Data:
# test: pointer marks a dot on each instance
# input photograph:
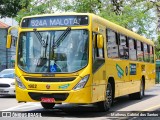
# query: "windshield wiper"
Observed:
(62, 37)
(39, 36)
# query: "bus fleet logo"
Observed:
(48, 86)
(120, 71)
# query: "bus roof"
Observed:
(104, 22)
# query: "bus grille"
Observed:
(4, 85)
(56, 96)
(49, 79)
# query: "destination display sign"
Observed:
(51, 21)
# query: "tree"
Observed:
(9, 8)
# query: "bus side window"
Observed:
(97, 52)
(132, 49)
(151, 54)
(112, 44)
(123, 49)
(146, 54)
(139, 51)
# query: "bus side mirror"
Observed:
(9, 41)
(100, 41)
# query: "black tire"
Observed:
(139, 95)
(105, 105)
(47, 105)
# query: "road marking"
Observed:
(152, 108)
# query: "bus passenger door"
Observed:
(98, 70)
(133, 65)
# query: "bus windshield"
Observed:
(53, 51)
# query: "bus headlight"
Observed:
(19, 83)
(81, 83)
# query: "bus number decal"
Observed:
(133, 69)
(65, 86)
(32, 86)
(120, 71)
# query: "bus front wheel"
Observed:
(106, 104)
(47, 105)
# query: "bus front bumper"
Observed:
(73, 96)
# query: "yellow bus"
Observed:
(80, 58)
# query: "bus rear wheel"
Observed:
(139, 95)
(47, 105)
(106, 104)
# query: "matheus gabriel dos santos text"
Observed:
(135, 114)
(20, 114)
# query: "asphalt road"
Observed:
(123, 108)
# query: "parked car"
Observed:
(7, 82)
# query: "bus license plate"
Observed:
(48, 100)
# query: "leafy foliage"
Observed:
(9, 8)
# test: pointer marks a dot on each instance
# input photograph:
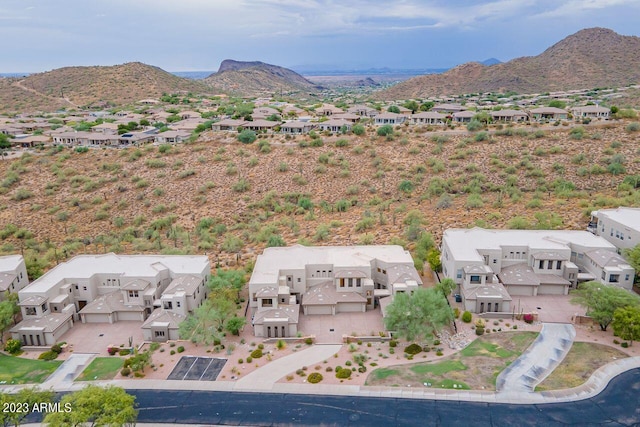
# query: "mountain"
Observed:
(594, 57)
(491, 61)
(257, 78)
(79, 86)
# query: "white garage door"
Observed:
(319, 309)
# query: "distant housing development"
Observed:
(161, 289)
(324, 280)
(491, 266)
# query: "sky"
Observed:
(190, 35)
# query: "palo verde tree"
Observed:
(626, 323)
(418, 316)
(602, 301)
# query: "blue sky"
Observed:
(184, 35)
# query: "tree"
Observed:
(602, 301)
(626, 323)
(108, 406)
(25, 398)
(385, 130)
(418, 316)
(433, 258)
(247, 136)
(446, 286)
(5, 143)
(235, 324)
(358, 129)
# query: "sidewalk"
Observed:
(266, 377)
(539, 360)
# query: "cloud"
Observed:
(575, 7)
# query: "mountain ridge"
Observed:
(592, 57)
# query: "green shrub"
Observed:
(315, 377)
(466, 317)
(48, 355)
(13, 346)
(343, 373)
(413, 349)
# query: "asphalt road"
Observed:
(618, 405)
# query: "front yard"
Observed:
(17, 370)
(475, 367)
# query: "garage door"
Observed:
(551, 290)
(96, 318)
(520, 290)
(319, 309)
(350, 307)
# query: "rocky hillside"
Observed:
(80, 86)
(257, 78)
(594, 57)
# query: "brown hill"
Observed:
(257, 78)
(594, 57)
(80, 86)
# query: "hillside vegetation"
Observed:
(230, 200)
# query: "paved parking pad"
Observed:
(197, 368)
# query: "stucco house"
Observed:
(620, 226)
(323, 280)
(492, 266)
(107, 289)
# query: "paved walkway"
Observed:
(265, 377)
(539, 360)
(67, 372)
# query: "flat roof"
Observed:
(134, 266)
(464, 243)
(296, 257)
(629, 217)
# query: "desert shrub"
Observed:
(343, 373)
(413, 349)
(48, 355)
(385, 130)
(13, 346)
(247, 136)
(632, 127)
(315, 377)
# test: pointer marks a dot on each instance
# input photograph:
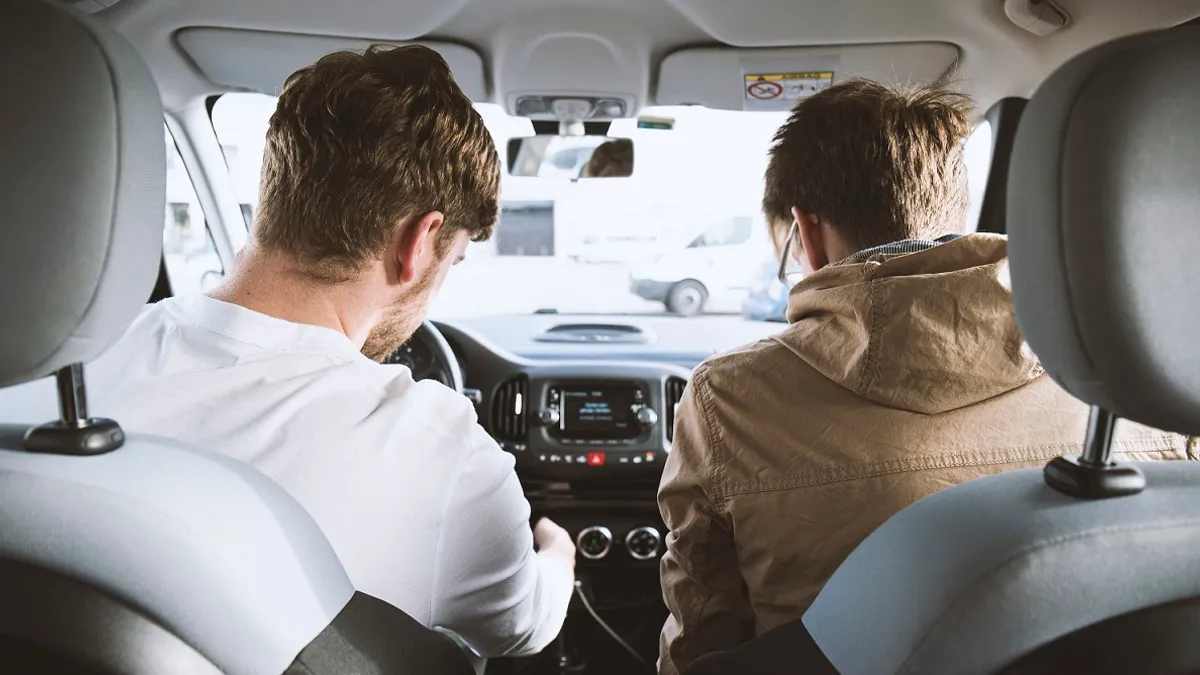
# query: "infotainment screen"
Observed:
(599, 412)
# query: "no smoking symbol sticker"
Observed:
(765, 90)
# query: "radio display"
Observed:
(599, 412)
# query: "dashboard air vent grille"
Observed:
(673, 394)
(510, 410)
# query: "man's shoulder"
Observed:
(741, 366)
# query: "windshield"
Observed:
(682, 236)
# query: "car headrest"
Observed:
(1104, 227)
(82, 187)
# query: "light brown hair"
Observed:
(612, 159)
(358, 144)
(879, 163)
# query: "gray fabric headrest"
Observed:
(1104, 227)
(82, 187)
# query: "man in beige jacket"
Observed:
(903, 372)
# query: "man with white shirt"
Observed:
(377, 173)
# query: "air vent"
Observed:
(509, 410)
(595, 333)
(675, 393)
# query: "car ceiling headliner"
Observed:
(996, 58)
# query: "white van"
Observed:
(713, 270)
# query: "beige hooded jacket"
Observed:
(899, 375)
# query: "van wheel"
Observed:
(687, 298)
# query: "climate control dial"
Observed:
(642, 543)
(594, 542)
(549, 416)
(647, 417)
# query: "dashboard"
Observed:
(586, 405)
(579, 420)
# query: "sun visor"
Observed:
(261, 60)
(774, 79)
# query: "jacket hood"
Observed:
(927, 332)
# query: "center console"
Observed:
(589, 443)
(583, 425)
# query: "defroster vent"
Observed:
(510, 410)
(673, 394)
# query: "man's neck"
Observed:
(274, 285)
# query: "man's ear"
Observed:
(415, 244)
(811, 238)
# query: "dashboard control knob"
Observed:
(594, 542)
(647, 417)
(642, 543)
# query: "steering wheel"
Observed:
(430, 357)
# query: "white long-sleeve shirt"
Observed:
(419, 502)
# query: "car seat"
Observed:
(119, 553)
(1086, 566)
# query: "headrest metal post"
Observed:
(75, 432)
(1092, 475)
(1098, 444)
(72, 395)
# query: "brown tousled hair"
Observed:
(361, 143)
(879, 163)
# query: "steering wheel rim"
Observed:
(443, 354)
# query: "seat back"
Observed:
(1087, 566)
(125, 554)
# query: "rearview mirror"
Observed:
(571, 156)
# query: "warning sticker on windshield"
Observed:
(780, 91)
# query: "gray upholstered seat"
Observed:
(129, 554)
(1086, 566)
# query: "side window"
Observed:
(978, 160)
(187, 248)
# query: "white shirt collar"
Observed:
(259, 329)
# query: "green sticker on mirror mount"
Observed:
(655, 123)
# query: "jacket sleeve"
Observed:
(490, 586)
(702, 583)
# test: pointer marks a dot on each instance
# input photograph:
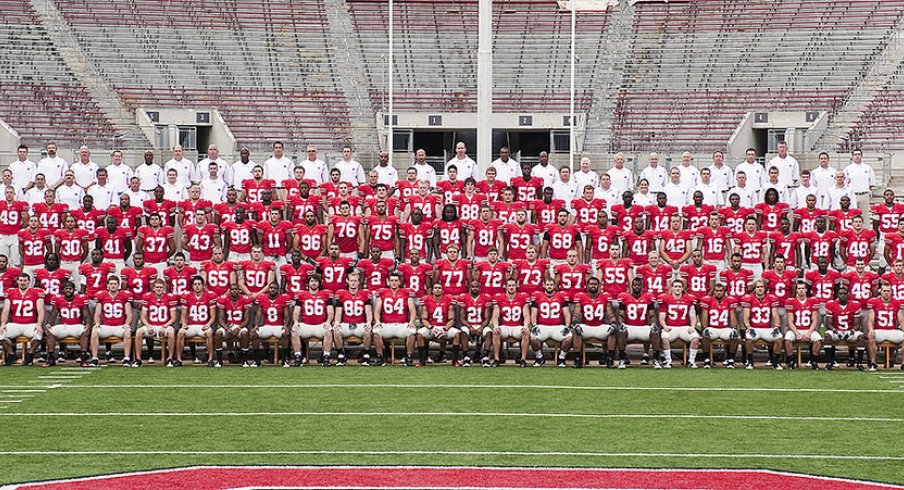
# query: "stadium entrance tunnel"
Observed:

What is required:
Could you set down the records above exactly, skipping any picture?

Solution:
# test: pointer marks a dot on each instance
# input photograph:
# query: "windshield wiper"
Observed:
(62, 37)
(39, 36)
# query: "bus fleet logo"
Observed:
(48, 86)
(120, 71)
# query: "bus roof"
Observed:
(104, 22)
# query: "bus grille"
Observed:
(4, 85)
(56, 96)
(49, 79)
# query: "destination display sign"
Observed:
(51, 21)
# query: "tree"
Observed:
(9, 8)
# query: "bus side window"
Observed:
(97, 52)
(132, 49)
(151, 54)
(112, 44)
(123, 49)
(146, 54)
(139, 51)
# query: "bus side mirror"
Observed:
(9, 41)
(100, 41)
# query: "black tire"
Observed:
(139, 95)
(105, 105)
(47, 105)
# query: "road marking"
Observed:
(152, 108)
# query: "bus passenger door"
Observed:
(98, 70)
(133, 65)
# query: "bus windshield"
Observed:
(53, 51)
# query: "bus headlight"
Observed:
(19, 83)
(81, 83)
# query: "bus number decal"
Observed:
(133, 69)
(65, 86)
(32, 86)
(120, 71)
# query: "bus front wheel"
Observed:
(106, 104)
(47, 105)
# query: "bus front bumper"
Observed:
(73, 96)
# query: "yellow bus"
Observed:
(80, 58)
# query: "bus rear wheel"
Observed:
(139, 95)
(47, 105)
(106, 104)
# query: "matheus gabriel dos santos text"
Observed:
(135, 114)
(20, 114)
# query: "asphalt road"
Observed:
(123, 108)
# query: "parked car"
Observed:
(7, 82)
# query: "bus license plate"
Observed:
(48, 100)
# query: "leafy foliage"
Observed:
(9, 8)
# test: pointer marks a dot on each instance
# input photograph:
# query: "mountain"
Observed:
(594, 57)
(491, 61)
(257, 78)
(79, 86)
# query: "white garage door"
Observed:
(319, 309)
# query: "distant housing development"
Observed:
(161, 289)
(324, 280)
(491, 266)
# query: "sky"
Observed:
(190, 35)
# query: "palo verde tree"
Observed:
(626, 323)
(418, 316)
(602, 301)
# query: "blue sky"
Observed:
(184, 35)
# query: "tree"
Observed:
(602, 301)
(626, 323)
(108, 406)
(25, 398)
(385, 130)
(418, 316)
(433, 258)
(247, 136)
(446, 286)
(5, 143)
(235, 324)
(358, 129)
# query: "sidewalk"
Observed:
(266, 377)
(539, 360)
# query: "cloud"
Observed:
(575, 7)
# query: "mountain ridge"
Observed:
(592, 57)
# query: "green shrub"
Observed:
(315, 377)
(466, 317)
(48, 355)
(13, 346)
(343, 373)
(413, 349)
# query: "asphalt road"
Observed:
(618, 405)
# query: "front yard"
Observed:
(17, 370)
(475, 367)
# query: "garage door"
Observed:
(551, 290)
(96, 318)
(520, 290)
(319, 309)
(350, 307)
# query: "rocky hillside"
Observed:
(80, 86)
(257, 78)
(594, 57)
# query: "brown hill"
Observed:
(257, 78)
(594, 57)
(80, 86)
# query: "hillside vegetation"
Observed:
(230, 200)
# query: "paved parking pad"
Observed:
(197, 368)
# query: "stucco house"
Observed:
(620, 226)
(323, 280)
(492, 266)
(107, 289)
# query: "paved walkway"
Observed:
(265, 377)
(539, 360)
(67, 372)
# query: "flat roof"
Observed:
(134, 266)
(464, 243)
(296, 257)
(629, 217)
# query: "desert shrub"
Observed:
(343, 373)
(413, 349)
(48, 355)
(385, 130)
(13, 346)
(247, 136)
(632, 127)
(315, 377)
# test: pointer marks a dot on each instance
# input photograph:
# query: "infotainment screen"
Observed:
(599, 412)
# query: "no smoking symbol sticker"
Observed:
(765, 90)
# query: "radio display"
Observed:
(599, 412)
# query: "dashboard air vent grille"
Observed:
(673, 394)
(510, 410)
# query: "man's shoulder"
Observed:
(741, 366)
# query: "windshield"
Observed:
(682, 236)
# query: "car headrest"
Observed:
(1104, 227)
(82, 187)
# query: "light brown hair"
Observed:
(612, 159)
(358, 144)
(879, 163)
# query: "gray fabric headrest"
Observed:
(1104, 227)
(82, 187)
# query: "man in beige jacket"
Observed:
(903, 372)
# query: "man with white shirt"
Observed:
(377, 173)
# query: "air vent"
Observed:
(509, 410)
(595, 333)
(675, 393)
# query: "car ceiling headliner"
Observed:
(996, 58)
# query: "white van"
Observed:
(713, 270)
# query: "beige hooded jacket"
Observed:
(899, 375)
# query: "van wheel"
Observed:
(687, 298)
# query: "climate control dial"
Observed:
(642, 543)
(594, 542)
(549, 416)
(647, 417)
# query: "dashboard"
Observed:
(586, 405)
(579, 420)
# query: "sun visor"
Observed:
(261, 60)
(774, 79)
# query: "jacket hood"
Observed:
(927, 332)
# query: "center console"
Observed:
(589, 443)
(583, 425)
# query: "defroster vent"
Observed:
(510, 410)
(673, 394)
# query: "man's neck"
Observed:
(274, 285)
# query: "man's ear"
Observed:
(415, 244)
(811, 238)
# query: "dashboard control knob"
Observed:
(594, 542)
(647, 417)
(642, 543)
# query: "steering wheel"
Observed:
(430, 357)
# query: "white long-sleeve shirt"
Observed:
(419, 502)
# query: "car seat"
Observed:
(119, 553)
(1086, 566)
# query: "headrest metal post"
Observed:
(75, 432)
(1092, 475)
(1098, 444)
(72, 395)
# query: "brown tousled hair"
Observed:
(361, 143)
(879, 163)
# query: "steering wheel rim"
Observed:
(443, 354)
# query: "seat back"
Observed:
(1087, 566)
(125, 554)
# query: "rearview mirror"
Observed:
(571, 156)
# query: "warning sticker on windshield"
Observed:
(780, 91)
# query: "gray upholstered seat"
Observed:
(129, 554)
(1086, 566)
# query: "side window"
Observed:
(978, 160)
(187, 248)
# query: "white shirt collar"
Observed:
(259, 329)
# query: "green sticker on mirror mount"
Observed:
(655, 123)
# query: "jacket sleeve"
Observed:
(490, 586)
(702, 583)
# test: pointer marks a dot on each instance
# input photograph:
# query: "stadium entrance tunnel"
Observed:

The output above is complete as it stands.